- DIRECTIONS FOR THIS TASK:
The records below must be repeated exactly, but without their pictures.

- TASK INPUT:
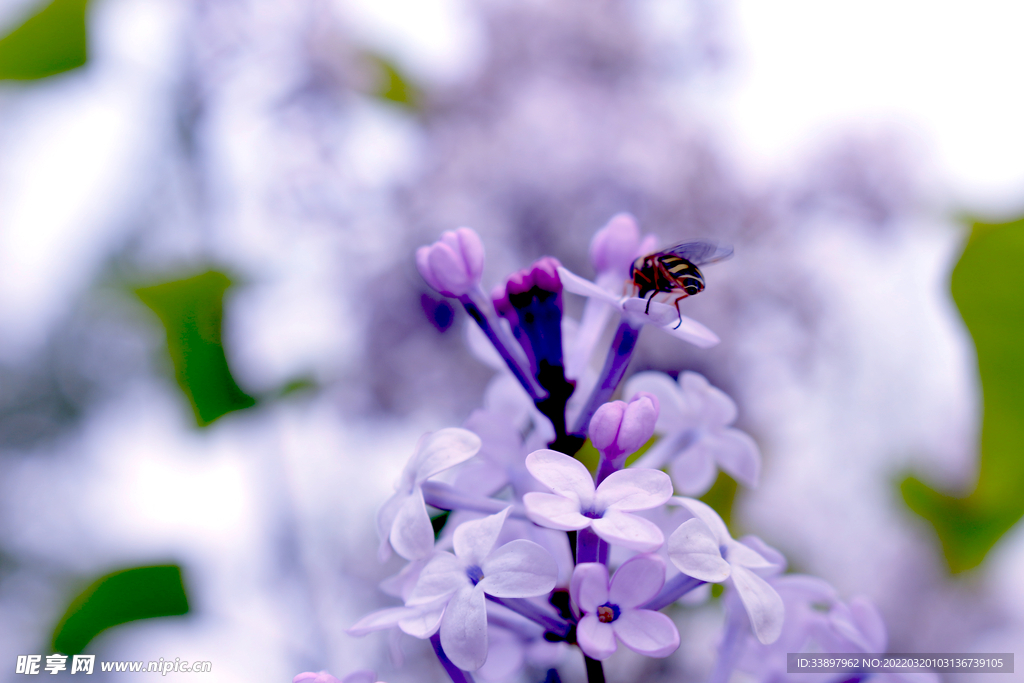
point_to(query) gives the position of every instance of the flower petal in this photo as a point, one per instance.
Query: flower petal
(690, 331)
(623, 528)
(694, 551)
(693, 471)
(646, 632)
(637, 581)
(589, 588)
(444, 449)
(565, 476)
(474, 540)
(412, 536)
(518, 569)
(705, 513)
(382, 619)
(775, 559)
(364, 676)
(464, 629)
(633, 488)
(736, 453)
(711, 407)
(577, 285)
(672, 411)
(597, 640)
(385, 520)
(424, 624)
(505, 655)
(443, 575)
(555, 512)
(763, 604)
(737, 553)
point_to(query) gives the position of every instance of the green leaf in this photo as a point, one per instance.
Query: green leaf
(721, 496)
(392, 84)
(50, 41)
(988, 289)
(118, 598)
(192, 311)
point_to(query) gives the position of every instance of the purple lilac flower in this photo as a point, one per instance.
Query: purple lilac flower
(619, 429)
(616, 245)
(702, 548)
(695, 434)
(460, 582)
(611, 610)
(402, 521)
(454, 264)
(577, 504)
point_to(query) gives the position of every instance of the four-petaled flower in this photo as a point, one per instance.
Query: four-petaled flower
(613, 610)
(402, 519)
(702, 548)
(456, 585)
(577, 504)
(694, 424)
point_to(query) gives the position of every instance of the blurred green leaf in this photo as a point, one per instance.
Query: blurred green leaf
(392, 84)
(118, 598)
(721, 496)
(988, 289)
(192, 311)
(51, 41)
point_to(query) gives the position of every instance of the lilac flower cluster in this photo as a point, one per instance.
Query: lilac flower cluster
(540, 557)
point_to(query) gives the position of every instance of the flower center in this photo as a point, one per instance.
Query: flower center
(607, 612)
(474, 573)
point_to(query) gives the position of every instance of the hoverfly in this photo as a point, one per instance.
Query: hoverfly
(674, 270)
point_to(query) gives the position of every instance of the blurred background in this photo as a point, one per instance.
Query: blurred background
(216, 352)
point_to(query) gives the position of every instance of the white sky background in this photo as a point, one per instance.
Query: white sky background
(946, 73)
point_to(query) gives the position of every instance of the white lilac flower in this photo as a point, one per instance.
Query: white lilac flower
(577, 504)
(456, 585)
(402, 520)
(696, 437)
(702, 548)
(453, 265)
(612, 251)
(613, 610)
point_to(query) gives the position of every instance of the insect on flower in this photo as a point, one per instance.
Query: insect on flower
(675, 271)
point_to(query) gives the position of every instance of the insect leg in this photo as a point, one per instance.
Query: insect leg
(678, 299)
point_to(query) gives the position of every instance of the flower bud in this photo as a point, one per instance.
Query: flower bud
(453, 265)
(613, 246)
(619, 428)
(542, 274)
(315, 677)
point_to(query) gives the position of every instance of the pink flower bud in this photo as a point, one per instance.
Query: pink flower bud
(453, 265)
(614, 246)
(620, 428)
(543, 274)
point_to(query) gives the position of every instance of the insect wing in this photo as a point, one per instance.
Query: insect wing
(699, 252)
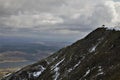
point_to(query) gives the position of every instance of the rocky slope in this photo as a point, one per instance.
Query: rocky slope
(95, 57)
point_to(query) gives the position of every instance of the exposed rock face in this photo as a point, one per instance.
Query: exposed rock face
(95, 57)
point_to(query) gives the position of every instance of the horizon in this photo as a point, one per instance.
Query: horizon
(54, 20)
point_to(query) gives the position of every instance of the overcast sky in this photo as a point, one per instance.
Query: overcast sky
(63, 20)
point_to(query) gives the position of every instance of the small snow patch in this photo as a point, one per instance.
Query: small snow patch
(56, 69)
(38, 73)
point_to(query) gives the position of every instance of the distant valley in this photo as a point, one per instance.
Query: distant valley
(14, 55)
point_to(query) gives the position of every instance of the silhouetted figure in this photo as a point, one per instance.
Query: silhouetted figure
(103, 25)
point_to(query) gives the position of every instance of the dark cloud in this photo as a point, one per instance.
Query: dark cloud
(63, 18)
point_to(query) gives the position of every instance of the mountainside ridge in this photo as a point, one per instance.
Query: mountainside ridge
(95, 57)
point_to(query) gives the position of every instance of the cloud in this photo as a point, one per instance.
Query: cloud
(56, 17)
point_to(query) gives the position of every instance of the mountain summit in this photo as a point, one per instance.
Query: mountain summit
(95, 57)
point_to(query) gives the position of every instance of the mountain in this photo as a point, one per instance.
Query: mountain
(95, 57)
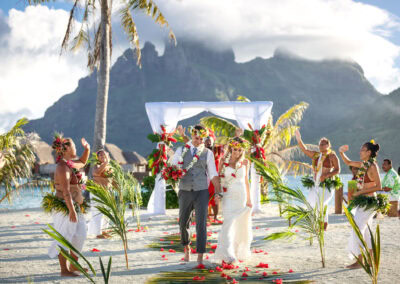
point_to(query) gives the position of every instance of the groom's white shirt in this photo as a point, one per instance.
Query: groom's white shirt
(211, 169)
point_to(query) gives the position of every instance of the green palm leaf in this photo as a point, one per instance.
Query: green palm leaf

- SOLUTION TO THIS PROBLEM:
point_to(query) gives the position of every instance of the flower petal in this photo as a point, one per instance.
Query: flower petal
(690, 331)
(623, 528)
(694, 551)
(693, 471)
(646, 632)
(637, 581)
(589, 588)
(444, 449)
(565, 476)
(474, 540)
(412, 536)
(518, 569)
(705, 513)
(382, 619)
(775, 559)
(364, 676)
(464, 629)
(633, 488)
(736, 453)
(711, 407)
(577, 285)
(672, 411)
(597, 640)
(385, 520)
(424, 624)
(505, 655)
(443, 575)
(555, 512)
(763, 604)
(737, 553)
point_to(query) gives the position of every instance of the green leaf in this photo as a point, one per instance.
Query: green leaf
(721, 496)
(392, 84)
(50, 41)
(988, 289)
(118, 598)
(192, 311)
point_to(query) gives the position of every instance of the purple lilac flower in this photo as a point, one per instance.
Query: purple lilac flower
(619, 429)
(616, 245)
(702, 548)
(695, 434)
(460, 582)
(611, 610)
(402, 521)
(454, 264)
(577, 504)
point_to(query) gives the position of every instance of the four-petaled flower in this photo as a point, one per instance.
Query: four-petaled flower
(613, 610)
(402, 519)
(702, 548)
(456, 585)
(577, 504)
(694, 424)
point_to(query) gives the position of every instance of the blurred green leaf in this photo as a point, one per instance.
Query: blurred green leaf
(392, 84)
(118, 598)
(721, 496)
(988, 289)
(192, 311)
(51, 41)
point_to(query) gives the position of every instance of the lilac flower cluster in this photo as a point, one per instance.
Query: lilac flower cluster
(540, 557)
point_to(query) gives the position of every instance of the flower center in this photo as a point, one per instance.
Query: flower center
(607, 612)
(474, 573)
point_to(query) gives the position of every instance of the hoverfly in this photo as a point, one per instance.
Query: hoverfly
(674, 270)
point_to(query) gives the position of every instance of the blurred background in this photo as a point, one per instance.
Query: blurred background
(216, 352)
point_to(query) gives the position of every instance of the white sky background in this photo as a point, one per instance.
Query: white sky background
(946, 73)
point_to(query) gives the position of every instance of the white lilac flower in this photo as a point, one per instance.
Query: white lilac flower
(577, 504)
(456, 585)
(402, 520)
(696, 437)
(702, 548)
(453, 265)
(612, 251)
(613, 610)
point_to(query) gives the position of every instance of the insect on flower in this photo as a point, one per instance.
Query: insect on flower
(675, 271)
point_to(query) gives the position of every instance of the insect leg in this photo as a point, one per instance.
Query: insect leg
(678, 299)
point_to(query) gives the position of every instance of the flower bud in this photo as a point, one per instance.
Query: flower bud
(453, 265)
(613, 246)
(619, 428)
(542, 274)
(315, 677)
point_to(query) gives the position of every instance of the pink flower bud in this photo as a point, one per instance.
Query: pink flower bud
(453, 265)
(614, 246)
(620, 428)
(543, 274)
point_to(query) gives the position of every instance of the insect wing in this photo as a point, one per instance.
Query: insect wing
(699, 252)
point_to(query) gives the position of every instance of the rocky slope in this photo as a point, one per instance.
Query: rocky slope
(95, 57)
point_to(query) gives the position of every instance of the exposed rock face in this photo as a point, one per instance.
Query: exposed rock face
(95, 57)
point_to(query) gives the position of every instance of the horizon in this photo as a point, one per instance.
Query: horizon
(54, 20)
point_to(query) gives the position of every instance of the overcast sky in this photo as a point, one per instance.
Query: overcast sky
(63, 20)
point_to(query) gives the position of every instance of the small snow patch in this photo as a point, one per instance.
Query: small snow patch
(56, 69)
(38, 73)
point_to(query) gives the position of every instance of the distant valley in this photo as a point, one per instance.
Query: distant valley
(14, 55)
point_to(query) gives the position of every instance of the silhouetted figure in this photo as a point, one per instance.
Query: silhouetted figure
(103, 25)
point_to(query) gives the position of every instance of the dark cloud in this photo as a point, one per instance.
Query: dark cloud
(63, 18)
point_to(query) gives the position of every instance of the mountainside ridge in this photo as a point, one per instance.
Query: mountainside ridge
(95, 57)
point_to(query) gives the position of every instance of the cloud in this photo as a point, one per instance.
Query: cloud
(56, 17)
point_to(query) gives the position of every instance of the mountain summit in this photo as a point, one per instance.
Query: mountain summit
(95, 57)
point_to(query) gives the position of every instance of the mountain in this photo as a point, one per instance.
Query: mountain
(95, 57)
point_to(query) gives the position of every instance of the groom's white shirt in this photo as a point, one per instance.
Query: groom's white shirt
(211, 169)
point_to(query) gives the position of every instance of the green palm leaf in this photo as a point, one per instance.
Query: green palm leaf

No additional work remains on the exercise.